Collection entries
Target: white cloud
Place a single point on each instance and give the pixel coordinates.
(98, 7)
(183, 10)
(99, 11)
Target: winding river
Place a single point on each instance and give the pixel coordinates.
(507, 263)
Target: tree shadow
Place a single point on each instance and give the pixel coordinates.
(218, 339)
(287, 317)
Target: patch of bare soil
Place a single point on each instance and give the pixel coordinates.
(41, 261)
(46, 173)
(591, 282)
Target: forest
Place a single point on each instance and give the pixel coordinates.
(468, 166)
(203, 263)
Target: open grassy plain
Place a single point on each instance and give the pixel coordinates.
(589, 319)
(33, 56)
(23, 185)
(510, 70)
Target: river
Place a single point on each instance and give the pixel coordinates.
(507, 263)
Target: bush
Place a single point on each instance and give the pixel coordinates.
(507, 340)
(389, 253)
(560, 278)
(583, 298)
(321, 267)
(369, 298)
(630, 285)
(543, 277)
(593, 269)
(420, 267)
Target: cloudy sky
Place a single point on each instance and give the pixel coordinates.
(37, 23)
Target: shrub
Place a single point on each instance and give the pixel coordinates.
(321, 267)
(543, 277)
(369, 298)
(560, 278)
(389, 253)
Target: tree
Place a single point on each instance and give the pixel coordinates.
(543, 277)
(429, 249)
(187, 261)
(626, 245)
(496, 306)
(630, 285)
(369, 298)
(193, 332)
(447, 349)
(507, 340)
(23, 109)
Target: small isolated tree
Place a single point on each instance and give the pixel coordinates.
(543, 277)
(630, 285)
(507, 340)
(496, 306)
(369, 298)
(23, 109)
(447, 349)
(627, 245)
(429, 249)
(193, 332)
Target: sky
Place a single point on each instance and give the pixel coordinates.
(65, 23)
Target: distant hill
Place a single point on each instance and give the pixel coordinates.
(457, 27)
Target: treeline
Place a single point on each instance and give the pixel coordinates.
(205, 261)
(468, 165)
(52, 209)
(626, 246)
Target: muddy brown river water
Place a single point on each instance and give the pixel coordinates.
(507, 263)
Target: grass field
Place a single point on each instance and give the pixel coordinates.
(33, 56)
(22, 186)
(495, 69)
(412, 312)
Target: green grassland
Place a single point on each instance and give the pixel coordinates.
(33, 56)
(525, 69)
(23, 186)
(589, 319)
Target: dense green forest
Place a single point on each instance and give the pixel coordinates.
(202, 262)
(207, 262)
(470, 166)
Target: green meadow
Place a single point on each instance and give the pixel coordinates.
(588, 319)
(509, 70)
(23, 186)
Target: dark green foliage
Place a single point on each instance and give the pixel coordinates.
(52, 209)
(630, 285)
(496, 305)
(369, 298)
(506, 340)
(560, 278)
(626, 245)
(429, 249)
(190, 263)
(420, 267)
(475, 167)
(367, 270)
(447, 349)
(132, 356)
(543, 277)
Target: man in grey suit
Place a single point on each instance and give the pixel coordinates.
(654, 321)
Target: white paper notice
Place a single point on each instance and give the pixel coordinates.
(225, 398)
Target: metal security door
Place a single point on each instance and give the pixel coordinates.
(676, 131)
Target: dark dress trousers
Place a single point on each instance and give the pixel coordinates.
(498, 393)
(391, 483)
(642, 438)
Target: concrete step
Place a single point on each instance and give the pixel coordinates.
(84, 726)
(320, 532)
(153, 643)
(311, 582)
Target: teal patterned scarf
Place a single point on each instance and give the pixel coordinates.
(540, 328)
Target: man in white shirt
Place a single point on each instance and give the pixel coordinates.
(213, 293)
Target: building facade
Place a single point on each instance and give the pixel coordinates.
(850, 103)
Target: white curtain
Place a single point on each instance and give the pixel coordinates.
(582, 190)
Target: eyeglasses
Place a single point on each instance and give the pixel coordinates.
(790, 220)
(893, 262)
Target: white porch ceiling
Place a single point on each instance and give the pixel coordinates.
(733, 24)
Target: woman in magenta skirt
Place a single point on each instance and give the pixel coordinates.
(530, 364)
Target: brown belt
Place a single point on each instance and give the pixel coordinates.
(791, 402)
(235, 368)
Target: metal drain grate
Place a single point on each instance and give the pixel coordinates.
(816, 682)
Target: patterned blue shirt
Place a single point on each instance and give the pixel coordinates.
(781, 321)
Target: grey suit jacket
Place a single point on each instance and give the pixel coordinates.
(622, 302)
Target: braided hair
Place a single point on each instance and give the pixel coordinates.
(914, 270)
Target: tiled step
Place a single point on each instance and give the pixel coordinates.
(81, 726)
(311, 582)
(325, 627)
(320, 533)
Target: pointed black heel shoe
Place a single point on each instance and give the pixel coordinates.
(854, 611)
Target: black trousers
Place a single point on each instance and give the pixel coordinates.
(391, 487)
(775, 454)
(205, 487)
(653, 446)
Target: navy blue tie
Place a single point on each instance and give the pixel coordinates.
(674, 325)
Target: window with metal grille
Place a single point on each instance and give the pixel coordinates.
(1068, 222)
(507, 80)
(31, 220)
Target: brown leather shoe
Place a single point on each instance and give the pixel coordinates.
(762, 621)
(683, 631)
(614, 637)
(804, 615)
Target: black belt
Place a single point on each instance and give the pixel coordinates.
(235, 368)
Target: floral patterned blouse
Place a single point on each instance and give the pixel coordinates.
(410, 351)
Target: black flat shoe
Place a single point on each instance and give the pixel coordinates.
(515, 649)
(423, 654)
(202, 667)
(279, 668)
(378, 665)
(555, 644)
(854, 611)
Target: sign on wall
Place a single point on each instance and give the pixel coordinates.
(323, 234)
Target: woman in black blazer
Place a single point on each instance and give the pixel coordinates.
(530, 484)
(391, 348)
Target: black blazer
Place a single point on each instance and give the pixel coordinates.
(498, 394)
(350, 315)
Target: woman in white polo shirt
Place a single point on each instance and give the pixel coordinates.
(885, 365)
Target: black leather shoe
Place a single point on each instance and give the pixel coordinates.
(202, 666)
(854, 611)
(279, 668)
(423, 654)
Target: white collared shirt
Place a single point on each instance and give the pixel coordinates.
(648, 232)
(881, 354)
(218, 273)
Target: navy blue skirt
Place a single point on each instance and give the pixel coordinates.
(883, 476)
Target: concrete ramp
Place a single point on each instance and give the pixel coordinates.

Aim:
Repeat every line of the records above exactly.

Solution to the problem:
Target: white cloud
Place a single point on each instance and give the pixel coordinates.
(98, 7)
(183, 10)
(99, 11)
Target: winding river
Place a single point on each instance and give the pixel coordinates.
(507, 263)
Target: tree shadow
Place a single point on each instance and give the pixel coordinates.
(218, 339)
(287, 317)
Target: patch of bare soil
Place a single point on each instance and give the pixel coordinates.
(41, 261)
(46, 173)
(591, 282)
Target: forest
Place a single point on each instance and give the pixel coordinates.
(468, 166)
(203, 263)
Target: open grassy plain
Place a single point on each instance and give the pixel coordinates.
(589, 319)
(33, 56)
(23, 185)
(510, 70)
Target: river
Place a single point on each instance and give the pixel coordinates.
(507, 263)
Target: bush
Place a single point on each instance and give the pixel coordinates.
(507, 340)
(389, 253)
(560, 278)
(583, 298)
(321, 267)
(369, 298)
(630, 285)
(543, 277)
(593, 269)
(420, 267)
Target: cloudy sky
Place a single point on each instance and give the pixel coordinates.
(37, 23)
Target: shrub
Place a single point on each instance and give the pixel coordinates.
(321, 267)
(543, 277)
(369, 298)
(560, 278)
(389, 253)
Target: tree
Place a single point on each instance and give the pixel coordinates.
(543, 277)
(429, 249)
(187, 261)
(626, 245)
(496, 306)
(630, 285)
(369, 298)
(193, 332)
(447, 349)
(507, 340)
(23, 109)
Target: small isolated tree
Place a single point on each instance and give the pixel coordinates.
(543, 277)
(630, 285)
(507, 340)
(496, 306)
(369, 298)
(23, 109)
(447, 349)
(627, 245)
(429, 249)
(193, 332)
Target: sky
Place a single point on each instance and give the pixel coordinates.
(65, 23)
Target: distant hill
Place a single point on each instance and give the pixel coordinates.
(457, 27)
Target: treeline
Place a single point on each instance and give the pixel coordinates.
(205, 261)
(468, 165)
(52, 209)
(626, 246)
Target: muddy brown river water
Place a single point on each instance and give the pixel coordinates.
(507, 263)
Target: grass field
Place a single point on each instance and give the pixel coordinates.
(33, 56)
(22, 186)
(495, 69)
(412, 312)
Target: green grassland
Place a single point on each instance and give the pixel coordinates.
(33, 56)
(525, 69)
(23, 186)
(589, 319)
Target: dense green forest
Place a single point on each instance and give the pixel coordinates.
(202, 262)
(207, 262)
(470, 166)
Target: green meadow
Place a single point on each instance and give the pixel coordinates.
(588, 319)
(509, 70)
(23, 186)
Target: dark green foliage
Place a single point on each instance and give the pixel coordinates.
(52, 209)
(630, 285)
(496, 305)
(369, 298)
(506, 340)
(560, 278)
(626, 245)
(429, 249)
(190, 263)
(420, 267)
(475, 167)
(367, 270)
(447, 349)
(132, 356)
(543, 277)
Target: man in grey suit
Place a single point on each instance and give the pixel coordinates.
(654, 321)
Target: white paper notice
Place a single point on each instance and give the pixel coordinates.
(225, 398)
Target: metal security door
Place a single point on each instance and give the pixel coordinates.
(676, 131)
Target: dark dress trousers
Place a single point on each instance and give the pixel coordinates.
(498, 393)
(391, 483)
(642, 438)
Target: concrete step
Place a single point on each instance and give the pixel coordinates.
(84, 726)
(320, 532)
(153, 643)
(311, 582)
Target: teal patterned scarf
Place a single point on each instance and give the pixel coordinates.
(540, 328)
Target: man in white shirt
Place a single point on each instance and give the pixel coordinates.
(213, 293)
Target: building facade
Place a single point on each instance and give the pixel coordinates.
(850, 103)
Target: white curtain
Place a single point on each instance and give the pixel coordinates.
(582, 190)
Target: eyeglasses
Place a single point on each instance and give the pixel coordinates.
(790, 220)
(893, 262)
Target: white porch ceiling
Place a single point on each instance and give the pixel coordinates.
(733, 24)
Target: woman in magenta skirt
Place a single point on each instance and give the pixel coordinates.
(530, 364)
Target: brown belt
Place a single point on each instance and give the pixel coordinates.
(791, 402)
(235, 368)
Target: metal drain grate
Place a single point on each instance and give the pixel coordinates.
(816, 682)
Target: patterned blue shirt
Place a single point on each instance and give the pixel coordinates.
(781, 321)
Target: grey suit jacket
Place a single point on each instance and give the pixel coordinates.
(622, 302)
Target: braided hair
Place a single point on each instance and give the pixel coordinates.
(914, 270)
Target: tiled step
Place a single point on each instance and give the pixel coordinates.
(81, 726)
(311, 582)
(325, 627)
(320, 533)
Target: pointed black heel shoe
Place a single point on each instance and give the pixel coordinates.
(854, 611)
Target: black trousers
Place a single point on each instance and give the pixel coordinates.
(391, 487)
(775, 454)
(205, 487)
(653, 446)
Target: navy blue tie
Place a single point on each instance and give the pixel coordinates.
(674, 325)
Target: window with metal grille
Place a single point on each instance and give the pixel coordinates.
(1068, 222)
(507, 80)
(31, 220)
Target: brown leather shoe
Place a single point on each instance and give the pixel coordinates.
(762, 621)
(683, 631)
(614, 637)
(804, 615)
Target: black belt
Place a single point on each instance and give the pixel coordinates.
(235, 368)
Target: floral patterned blouse
Place a single point on each instance and give the pixel coordinates.
(410, 351)
Target: black flat shoe
Place a single point on each instance and give the pixel coordinates.
(515, 649)
(423, 654)
(202, 667)
(279, 668)
(378, 665)
(555, 644)
(854, 611)
Target: sign on wall
Place a single point on each instance and give the pixel coordinates.
(323, 234)
Target: woman in black blazer
Place a single point on each instance and give the pixel coordinates.
(530, 484)
(391, 348)
Target: black blazer
Place a single point on each instance and give the pixel coordinates.
(498, 394)
(350, 315)
Target: woman in white polo shirt
Place a single point on each instance and give the pixel coordinates.
(885, 365)
Target: black leather shoe
Place a single point on each instance and give the pixel coordinates.
(202, 666)
(854, 611)
(279, 668)
(423, 654)
Target: white collared shirt
Place a single point on each instance and give the pixel coordinates.
(648, 232)
(881, 354)
(218, 273)
Target: navy blue skirt
Place a single point on each instance and give the pixel coordinates.
(883, 476)
Target: concrete ramp
Place a single point on each instance and give the pixel coordinates.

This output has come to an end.